= DATA ENTRIES =
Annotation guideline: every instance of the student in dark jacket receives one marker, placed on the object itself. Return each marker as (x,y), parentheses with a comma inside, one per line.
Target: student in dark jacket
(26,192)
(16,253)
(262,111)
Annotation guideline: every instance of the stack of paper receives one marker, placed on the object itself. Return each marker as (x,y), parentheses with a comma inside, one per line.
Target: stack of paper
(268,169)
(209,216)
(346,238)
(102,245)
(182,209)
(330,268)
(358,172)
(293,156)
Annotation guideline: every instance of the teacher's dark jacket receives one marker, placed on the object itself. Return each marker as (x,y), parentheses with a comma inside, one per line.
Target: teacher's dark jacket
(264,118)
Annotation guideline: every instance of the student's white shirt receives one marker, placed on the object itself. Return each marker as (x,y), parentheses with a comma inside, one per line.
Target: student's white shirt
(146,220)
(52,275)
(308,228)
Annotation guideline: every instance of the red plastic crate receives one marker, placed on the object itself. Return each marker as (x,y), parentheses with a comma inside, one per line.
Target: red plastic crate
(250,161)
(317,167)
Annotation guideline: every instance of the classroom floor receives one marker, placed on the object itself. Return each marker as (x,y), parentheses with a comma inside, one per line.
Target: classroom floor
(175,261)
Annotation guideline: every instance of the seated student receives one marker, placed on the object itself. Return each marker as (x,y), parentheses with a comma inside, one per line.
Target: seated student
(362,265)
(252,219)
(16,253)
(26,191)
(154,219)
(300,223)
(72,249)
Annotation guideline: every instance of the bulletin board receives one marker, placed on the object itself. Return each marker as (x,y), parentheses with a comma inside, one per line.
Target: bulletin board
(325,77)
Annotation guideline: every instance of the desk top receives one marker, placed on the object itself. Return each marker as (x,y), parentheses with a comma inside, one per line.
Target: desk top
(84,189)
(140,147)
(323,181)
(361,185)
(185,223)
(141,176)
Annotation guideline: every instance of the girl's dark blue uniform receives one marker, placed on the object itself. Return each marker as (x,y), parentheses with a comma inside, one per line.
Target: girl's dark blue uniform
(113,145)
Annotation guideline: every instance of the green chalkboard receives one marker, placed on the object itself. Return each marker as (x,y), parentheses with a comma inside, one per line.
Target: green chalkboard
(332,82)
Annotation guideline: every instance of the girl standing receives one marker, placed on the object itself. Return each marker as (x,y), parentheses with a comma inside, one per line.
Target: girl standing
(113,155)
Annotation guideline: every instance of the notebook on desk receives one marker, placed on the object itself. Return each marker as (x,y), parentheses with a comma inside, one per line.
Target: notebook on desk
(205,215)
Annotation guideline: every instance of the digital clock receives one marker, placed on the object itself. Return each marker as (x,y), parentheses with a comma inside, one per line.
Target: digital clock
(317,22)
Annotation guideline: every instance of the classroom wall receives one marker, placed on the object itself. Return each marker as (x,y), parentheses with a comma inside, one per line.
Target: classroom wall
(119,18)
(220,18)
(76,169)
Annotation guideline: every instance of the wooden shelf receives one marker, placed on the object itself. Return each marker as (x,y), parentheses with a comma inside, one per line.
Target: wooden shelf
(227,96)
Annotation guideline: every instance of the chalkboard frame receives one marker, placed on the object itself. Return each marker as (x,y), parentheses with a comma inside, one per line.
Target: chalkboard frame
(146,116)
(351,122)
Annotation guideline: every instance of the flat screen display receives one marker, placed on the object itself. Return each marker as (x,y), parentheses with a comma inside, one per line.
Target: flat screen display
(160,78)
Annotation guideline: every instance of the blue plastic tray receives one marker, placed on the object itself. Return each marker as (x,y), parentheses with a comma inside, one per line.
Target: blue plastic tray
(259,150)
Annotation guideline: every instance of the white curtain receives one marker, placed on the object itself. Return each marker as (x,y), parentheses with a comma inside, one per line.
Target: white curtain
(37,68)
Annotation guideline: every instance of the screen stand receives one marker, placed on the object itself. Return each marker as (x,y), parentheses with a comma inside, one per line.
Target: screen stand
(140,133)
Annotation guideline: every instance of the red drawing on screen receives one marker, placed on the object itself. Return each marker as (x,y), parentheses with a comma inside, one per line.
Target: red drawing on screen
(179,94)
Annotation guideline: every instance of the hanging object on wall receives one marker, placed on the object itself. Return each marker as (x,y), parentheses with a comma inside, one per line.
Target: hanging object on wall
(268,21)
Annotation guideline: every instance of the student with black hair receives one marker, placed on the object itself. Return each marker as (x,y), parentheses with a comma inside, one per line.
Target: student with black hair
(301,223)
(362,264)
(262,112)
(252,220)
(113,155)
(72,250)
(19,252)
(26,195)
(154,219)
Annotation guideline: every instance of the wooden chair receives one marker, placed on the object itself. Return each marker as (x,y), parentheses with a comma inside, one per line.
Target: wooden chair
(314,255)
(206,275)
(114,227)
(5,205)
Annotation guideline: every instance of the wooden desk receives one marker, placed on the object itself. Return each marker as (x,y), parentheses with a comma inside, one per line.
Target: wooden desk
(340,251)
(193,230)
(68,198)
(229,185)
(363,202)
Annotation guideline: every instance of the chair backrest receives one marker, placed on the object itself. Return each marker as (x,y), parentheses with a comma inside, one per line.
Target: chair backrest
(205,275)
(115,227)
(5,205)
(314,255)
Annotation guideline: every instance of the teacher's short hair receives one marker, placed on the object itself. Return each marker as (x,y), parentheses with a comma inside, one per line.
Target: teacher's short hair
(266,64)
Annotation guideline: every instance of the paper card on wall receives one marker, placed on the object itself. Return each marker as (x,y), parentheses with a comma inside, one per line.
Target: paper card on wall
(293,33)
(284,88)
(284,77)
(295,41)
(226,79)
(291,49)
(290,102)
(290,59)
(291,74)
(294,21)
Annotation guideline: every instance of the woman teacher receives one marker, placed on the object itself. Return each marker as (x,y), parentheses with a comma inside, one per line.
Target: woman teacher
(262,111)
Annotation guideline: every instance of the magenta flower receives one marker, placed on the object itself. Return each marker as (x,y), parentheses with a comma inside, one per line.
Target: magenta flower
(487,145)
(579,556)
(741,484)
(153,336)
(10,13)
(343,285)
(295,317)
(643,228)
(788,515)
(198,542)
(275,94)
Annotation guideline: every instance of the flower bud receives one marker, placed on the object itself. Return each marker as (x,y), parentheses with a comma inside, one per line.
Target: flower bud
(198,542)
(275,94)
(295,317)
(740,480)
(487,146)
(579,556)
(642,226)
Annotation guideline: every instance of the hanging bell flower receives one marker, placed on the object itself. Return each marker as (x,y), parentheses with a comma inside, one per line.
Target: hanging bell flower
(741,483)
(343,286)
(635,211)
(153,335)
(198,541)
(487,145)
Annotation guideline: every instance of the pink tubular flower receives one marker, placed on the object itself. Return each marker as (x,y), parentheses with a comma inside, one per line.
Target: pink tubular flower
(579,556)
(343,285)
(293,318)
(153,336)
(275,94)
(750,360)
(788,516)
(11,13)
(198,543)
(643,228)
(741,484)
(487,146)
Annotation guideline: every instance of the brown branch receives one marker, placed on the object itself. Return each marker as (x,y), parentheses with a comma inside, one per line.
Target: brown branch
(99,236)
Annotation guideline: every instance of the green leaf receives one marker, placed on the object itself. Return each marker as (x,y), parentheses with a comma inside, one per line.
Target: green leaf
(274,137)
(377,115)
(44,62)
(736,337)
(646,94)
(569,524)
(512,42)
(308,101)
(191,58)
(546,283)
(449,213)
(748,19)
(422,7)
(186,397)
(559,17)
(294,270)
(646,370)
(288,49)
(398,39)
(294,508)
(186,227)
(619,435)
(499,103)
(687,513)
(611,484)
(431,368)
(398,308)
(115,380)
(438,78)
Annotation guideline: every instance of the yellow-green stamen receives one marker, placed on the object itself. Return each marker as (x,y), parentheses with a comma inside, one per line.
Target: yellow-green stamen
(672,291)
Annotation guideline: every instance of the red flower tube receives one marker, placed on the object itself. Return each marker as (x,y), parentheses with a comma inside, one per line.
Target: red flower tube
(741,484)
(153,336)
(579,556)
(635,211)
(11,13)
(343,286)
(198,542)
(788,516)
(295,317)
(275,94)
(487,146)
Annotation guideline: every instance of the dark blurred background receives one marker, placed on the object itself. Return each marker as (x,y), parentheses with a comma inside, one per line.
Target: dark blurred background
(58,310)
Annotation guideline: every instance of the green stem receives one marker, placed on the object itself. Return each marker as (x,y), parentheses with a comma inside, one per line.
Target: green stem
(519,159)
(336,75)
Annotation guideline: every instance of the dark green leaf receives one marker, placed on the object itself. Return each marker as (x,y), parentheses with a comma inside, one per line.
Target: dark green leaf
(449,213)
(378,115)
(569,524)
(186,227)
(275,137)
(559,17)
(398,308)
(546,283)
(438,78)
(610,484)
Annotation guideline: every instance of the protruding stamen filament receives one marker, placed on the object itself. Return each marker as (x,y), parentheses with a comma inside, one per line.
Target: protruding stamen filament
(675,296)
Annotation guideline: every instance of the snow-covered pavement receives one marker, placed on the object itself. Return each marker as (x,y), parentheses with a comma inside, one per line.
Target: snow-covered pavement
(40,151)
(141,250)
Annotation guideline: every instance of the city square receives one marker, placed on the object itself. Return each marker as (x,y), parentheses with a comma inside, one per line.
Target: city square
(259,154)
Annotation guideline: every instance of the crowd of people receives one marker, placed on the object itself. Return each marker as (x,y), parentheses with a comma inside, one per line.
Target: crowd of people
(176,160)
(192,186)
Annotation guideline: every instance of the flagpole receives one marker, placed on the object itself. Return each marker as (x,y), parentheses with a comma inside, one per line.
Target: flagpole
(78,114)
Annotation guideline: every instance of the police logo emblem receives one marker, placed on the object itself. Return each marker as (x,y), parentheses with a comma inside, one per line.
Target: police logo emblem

= GIVEN EXERCISE =
Copy out the entries again without any changes, from the line containing "Annotation guideline: every instance of the flagpole" through the last line, including both of those lines.

= CORRECT RESULT =
Annotation guideline: every instance of the flagpole receives one marker, placed on the object itself. Return each marker as (x,y), parentheses with a comma inside, one per line.
Target: flagpole
(78,114)
Annotation guideline: every instance of the police logo emblem receives one marker, placed on the object itself. Return each marker as (x,y), parentheses with a comma inside, one per line.
Target: police logo emblem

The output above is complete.